• Task requirements:
A) Answer these questions using the thread on live-bearing fish:
(i) How many balloon mollies has the person starting the thread raised to adulthood?
(ii) What mix of male and female guppies does Steve155 suggest for getting fry?
(iii) According to TheOldSalt, how many livebearing species of fish are there?
B) Reproduce word for word the stretch of the thread on live-bearing fish from "# Kinds of live" through "mollies to adulthood.".

# Kinds of live bearers



## Hughes (Sep 21, 2008)

Alright, I'm just dabbling into the hobby of raising fry, having only sucessfully raised two balloon mollies to adulthood. 

I 'm curious to know of what other kinds of fish are live bearers. I know swordtails are, and balloon mollies, but what else?


----------



## emc7 (Jul 23, 2005)

guppies, platies, goodieds, great white sharks, 

see also http://livebearers.org/


----------



## Steve155 (Aug 28, 2007)

Guppy are guaranteed to give you fry, 1 male with 3+ females shoudl do the trick. if you want more of a challenge try breeding swordtails, platies, etc.


----------



## TheOldSalt (Jan 28, 2005)

I forgot the count, but there are well over 50 livebearing species of fish, most of which you'll likely never see.


----------



## mesapod (Aug 18, 2007)

Endlers are another sorta common one they are like guppies without the huge tail and they grow smaller.


----------



## emc7 (Jul 23, 2005)

heterandia formosa, gambusia affinis


----------



## Blue Cray (Oct 19, 2007)

Halfbeaks are some of the coolest


----------



## Hughes (Sep 21, 2008)

DUDE!! I took a look at some of those and they look awesome to have! 

Specially those mosquitofish. They look like a horn!


----------

• Recorded data:
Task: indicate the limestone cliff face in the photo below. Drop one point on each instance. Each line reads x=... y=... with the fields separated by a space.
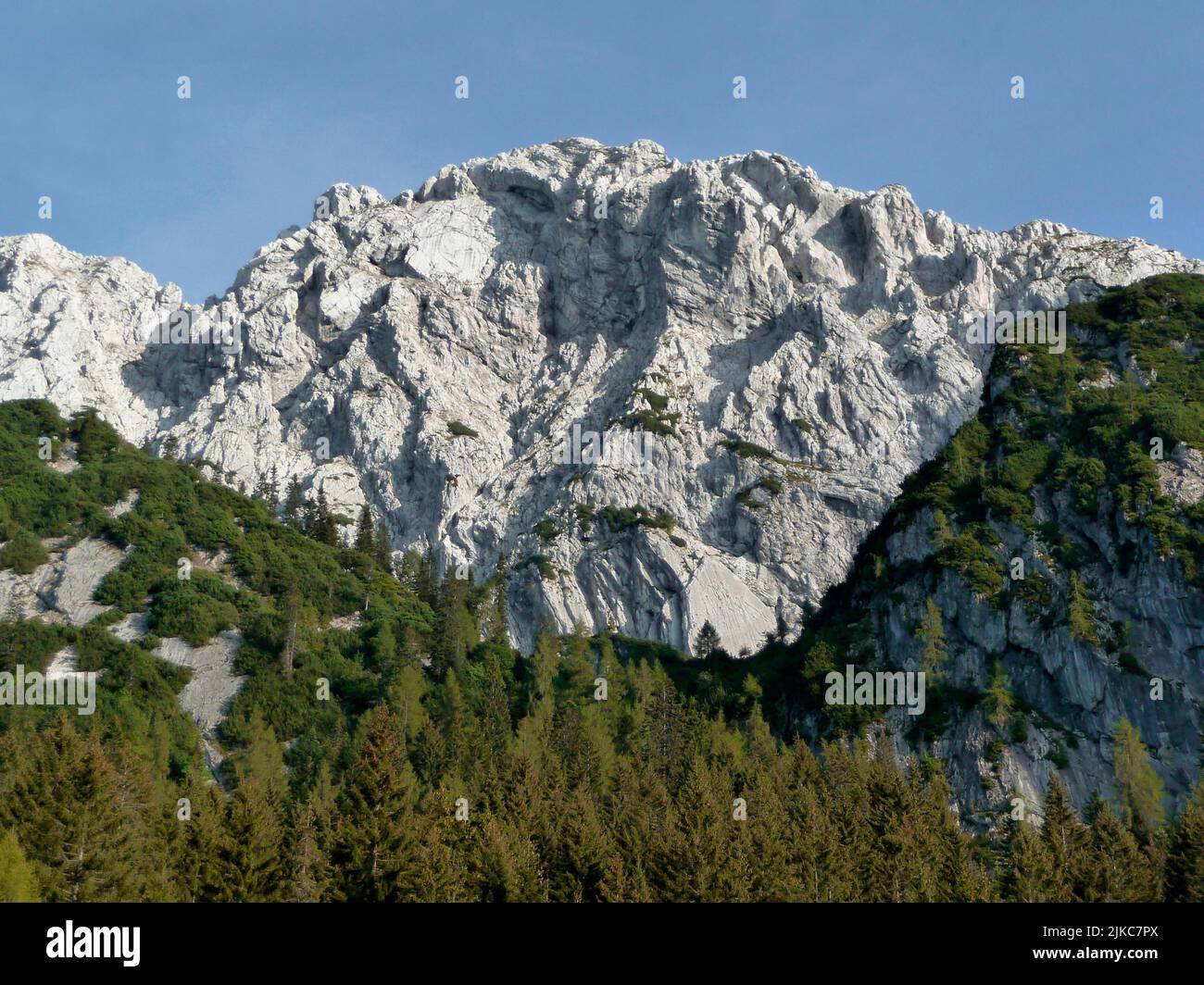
x=793 y=351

• Results:
A)
(i) Two.
(ii) One male with three or more females.
(iii) Well over 50.

B)
# Kinds of live bearers



## Hughes (Sep 21, 2008)

Alright, I'm just dabbling into the hobby of raising fry, having only sucessfully raised two balloon mollies to adulthood.